*PROBLEM STATEMENT:*
Copy the coastal debris article starting at "https://doi.org/10.1016/j.scitotenv.2018.06.352Get rights and" and ending at "and departure of debris.", switching "flux" to "inflow".

*EXTRACT:*
=====

Elsevier

Science of The Total Environment

Volume 644, 10 December 2018, Pages 1019-1026
Science of The Total Environment

Connecting flux, deposition and resuspension in coastal debris surveys

https://doi.org/10.1016/j.scitotenv.2018.06.352Get rights and content

Highlights

  • Mark-recapture and removal surveys were used to model the continuous flux and departure of debris.

  • The arrival of debris on shores was predicted using the difference between flux and departure estimates.

  • Concave shores retain significantly more debris.

  • Backshore vegetation may be an underestimated sink for anthropogenic debris.

  • Coastal cleanups give a biased estimate of debris loads in the adjacent ocean.

Abstract

For decades, community groups and scientists have sampled coastal waste along shorelines to understand the distribution of debris. However, when debris is washed ashore or locally deposited, it may be washed away before it is removed or recorded. Using statistical models to understand the movement of debris in coastal processes may identify potential sinks of anthropogenic debris. We modelled arrival and departure of debris using data from repeated removal and marking experiments. Both the arrival and departure of debris were affected by the substrate of the shoreline and by seasonal changes (e.g. autumn and winter). Different substrates accumulated different types of debris. The backshore, coastal shape and wind exposure had all affected the departure but not the arrival of debris. Our findings suggest that areas with high accumulation have lower departure, rather than higher arrival of debris. The implication is that counting debris in dirty locations, as when cleanup activities are used for monitoring, will provide a misleading measure of the actual debris in adjoining waters. We found that onshore winds and lower profile backshore vegetation increase the departure of debris. Debris may be moving inland and accumulating in the backshore vegetation, suggesting the backshore vegetation could be a substantial sink of missing marine debris. Overall, inferring the state of plastic pollution in the ocean using one “snapshot” on shore may underestimate the output of debris from land-based sources, whilst overestimating ocean loads near sites that retain or accumulate high levels of debris.

=====

*RECORDED DATA:*

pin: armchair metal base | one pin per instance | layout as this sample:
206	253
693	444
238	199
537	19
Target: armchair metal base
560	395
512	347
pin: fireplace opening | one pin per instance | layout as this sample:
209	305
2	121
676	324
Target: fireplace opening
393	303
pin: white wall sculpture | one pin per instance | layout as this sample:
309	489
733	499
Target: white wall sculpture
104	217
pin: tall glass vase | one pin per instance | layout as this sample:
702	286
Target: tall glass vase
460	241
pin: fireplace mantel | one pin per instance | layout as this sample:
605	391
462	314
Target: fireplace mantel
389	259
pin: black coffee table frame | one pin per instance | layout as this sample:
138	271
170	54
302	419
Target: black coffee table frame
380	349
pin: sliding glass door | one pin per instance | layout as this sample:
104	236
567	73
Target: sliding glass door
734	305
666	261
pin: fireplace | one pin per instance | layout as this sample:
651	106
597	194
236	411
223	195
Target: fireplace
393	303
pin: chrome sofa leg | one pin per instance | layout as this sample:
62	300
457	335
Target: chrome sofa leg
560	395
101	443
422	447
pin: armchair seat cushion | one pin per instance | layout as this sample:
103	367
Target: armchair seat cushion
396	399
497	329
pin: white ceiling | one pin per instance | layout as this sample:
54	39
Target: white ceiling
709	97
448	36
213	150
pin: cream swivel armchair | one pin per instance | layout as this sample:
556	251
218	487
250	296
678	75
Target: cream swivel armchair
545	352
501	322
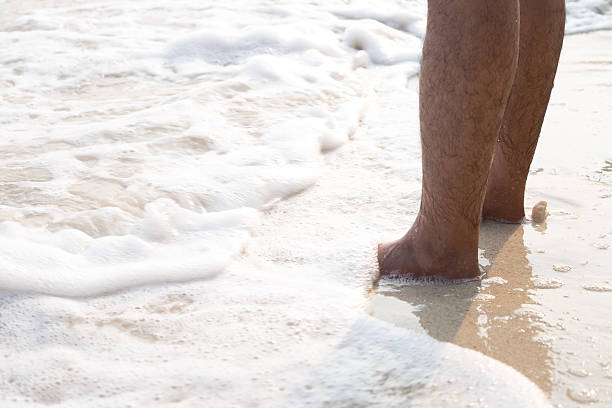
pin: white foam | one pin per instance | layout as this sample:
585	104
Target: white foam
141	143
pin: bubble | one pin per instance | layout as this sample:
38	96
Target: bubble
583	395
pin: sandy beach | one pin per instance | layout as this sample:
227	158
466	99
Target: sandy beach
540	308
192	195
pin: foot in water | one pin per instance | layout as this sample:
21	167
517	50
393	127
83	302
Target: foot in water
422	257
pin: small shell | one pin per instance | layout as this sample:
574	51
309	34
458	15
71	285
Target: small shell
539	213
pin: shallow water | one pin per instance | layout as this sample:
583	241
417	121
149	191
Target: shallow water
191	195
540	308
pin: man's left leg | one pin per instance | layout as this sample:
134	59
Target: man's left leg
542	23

=====

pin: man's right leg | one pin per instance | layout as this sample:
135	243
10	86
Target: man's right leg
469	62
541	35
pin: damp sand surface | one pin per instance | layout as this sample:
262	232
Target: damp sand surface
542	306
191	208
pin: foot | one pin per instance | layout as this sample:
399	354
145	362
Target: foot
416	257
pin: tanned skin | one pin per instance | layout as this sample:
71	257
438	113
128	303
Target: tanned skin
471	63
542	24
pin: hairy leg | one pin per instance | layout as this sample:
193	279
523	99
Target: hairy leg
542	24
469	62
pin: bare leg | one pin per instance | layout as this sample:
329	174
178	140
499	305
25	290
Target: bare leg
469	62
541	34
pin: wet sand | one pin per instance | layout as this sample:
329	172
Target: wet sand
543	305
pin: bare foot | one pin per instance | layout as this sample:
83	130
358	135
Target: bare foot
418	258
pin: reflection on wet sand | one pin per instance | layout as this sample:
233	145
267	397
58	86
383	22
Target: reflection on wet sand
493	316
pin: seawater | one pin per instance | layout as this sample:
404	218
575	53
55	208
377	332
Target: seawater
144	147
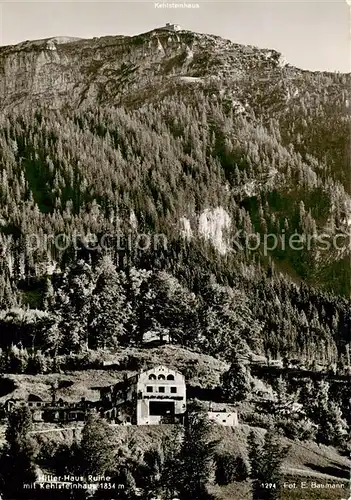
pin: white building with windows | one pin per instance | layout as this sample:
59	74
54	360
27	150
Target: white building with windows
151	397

=====

*WRITTEN SOLUTION:*
https://doi.org/10.1016/j.scitotenv.2018.06.352Get rights and content

Highlights

  • Mark-recapture and removal surveys were used to model the continuous inflow and departure of debris.